--- WHAT NEEDS TO BE DONE ---
Write what comes next in the passage on international commodity agreements below, starting right after its last sentence.

--- Start of QUOTED PASSAGE ---

Of 39 ICAs between 1931 and 1982, half specified some form of stock policy and most
referred to co-ordinated national stocks. Internationally administered stocks tended to be
less common but were a feature of tin, cocoa, rubber and sugar.
The 1970s had seen widespread support for ICAs and buffer stocks as a means of taming
commodity markets, and indeed the negotiation of the ICAs was a key plank of the New
4
International Economic Order. However, by 1996, the ICAs were having their obituaries
written (Gilbert, 1996), which raises the question of why they died and perhaps, more
importantly, the further question of what was intended to replace them?
The reason for their "death" can be attributed to many factors (Gilbert, 1996). In essence,
two practical problems arose. First, the difficulty in setting the price range and updating it
over time in response to changes in either costs or consumer tastes. Second, finding
sufficient funds to keep prices within the specified range, a problem that was especially
acute if there was a run of years of high production/low prices and stocks have to be held
over a long period.
The first problem affected all the ICAs and resulted in many disputes between the
consumer and producer nations. The second problem was a major factor behind the
collapse of the International Tin Agreement (ITA) and also caused severe problems with
the International Cocoa Agreement (ICCA).
An additional problem arose from the type of policies employed under the ICAs. The use
of export controls in the International Coffee Agreement (ICoA), International Sugar
Agreement (ISA) and ITA was generally price raising rather than stabilising, but
unsurprisingly created cartel-like problems. Non compliance with export quotas by
members, and significant increases in supply by non-members, were not uncommon and
indeed, distortions induced by export quotas made it difficult to revise output in the face
of changing costs or consumer tastes (e.g. the switch in coffee consumption to mild
arabicas from stronger robustas). Finally, any benefits that did accrue might have been
appropriated or dissipated in rent-seeking activities.

--- End of QUOTED PASSAGE ---
--- Start of SUPPLIED DATA ---

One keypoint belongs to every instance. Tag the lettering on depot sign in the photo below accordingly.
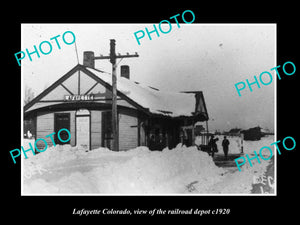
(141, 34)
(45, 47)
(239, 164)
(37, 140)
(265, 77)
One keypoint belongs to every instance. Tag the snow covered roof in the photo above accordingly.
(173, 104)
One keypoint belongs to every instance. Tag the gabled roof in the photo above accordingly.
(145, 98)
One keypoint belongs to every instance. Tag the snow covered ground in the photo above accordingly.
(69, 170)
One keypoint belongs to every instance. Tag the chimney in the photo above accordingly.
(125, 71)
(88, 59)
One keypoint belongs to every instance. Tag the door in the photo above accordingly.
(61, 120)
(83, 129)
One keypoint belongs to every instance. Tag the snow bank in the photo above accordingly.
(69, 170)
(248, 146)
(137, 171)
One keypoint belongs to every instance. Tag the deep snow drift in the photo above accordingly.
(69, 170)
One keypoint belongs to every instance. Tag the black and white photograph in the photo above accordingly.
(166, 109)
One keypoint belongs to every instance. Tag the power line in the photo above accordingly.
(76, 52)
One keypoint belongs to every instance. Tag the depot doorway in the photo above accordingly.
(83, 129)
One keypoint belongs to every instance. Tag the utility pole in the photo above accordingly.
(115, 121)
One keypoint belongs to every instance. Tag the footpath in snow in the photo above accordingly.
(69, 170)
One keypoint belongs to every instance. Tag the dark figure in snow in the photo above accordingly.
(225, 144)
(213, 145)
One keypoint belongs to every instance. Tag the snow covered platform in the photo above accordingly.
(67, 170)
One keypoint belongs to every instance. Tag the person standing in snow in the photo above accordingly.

--- End of SUPPLIED DATA ---

--- RESULT OF THIS TASK ---
In summary, therefore, it could be argued that even in their design, there were always
going to be tensions in the ICAs and possible problems over their operation. Also, the
impact of ICAs in achieving their goals was not as great as originally envisaged. Varangis
and Larson (1996) suggest that the efficacy of the ICAs was "questionable" (p 1) and
Gilbert (1996) shows that there is very little evidence pointing to success in reducing
price volatility. However, it could be argued that the ICoA and the ITA were successful
in that while they did not achieve price stability they did in fact manage to raise prices for
5
producers by employing export controls. In other words, the agreements were robust
enough to limit supply and hence push up market prices above the free-market level.
In this period of collapse and mothballing of the ICAs, a more general change in the
macroeconomic environment was taking place. As more governments in DMEs espoused
Monetarist policies, greater emphasis was being placed on allowing markets to operate in
an unfettered fashion to encourage greater efficiency and growth; this policy switch was
hard to resist in the case of commodity markets where previous policy had not worked.
Thus, the emphasis now shifted away from the intervention approach that had been
favoured since the 1930s and toward a system that allowed individuals to cope with the
impact of price volatility. Consequently, the approach favoured by international agencies
is that of risk management for the individual, with one major policy approach being to
encourage the use and establishment of futures and options markets. As stated in the
World Bank's report Global Economic Prospects and the Developing Countries (1994):
".......market-based risk management instruments, despite several
limitations, offer a promising alternative to traditional stabilisation schemes"
(p 4).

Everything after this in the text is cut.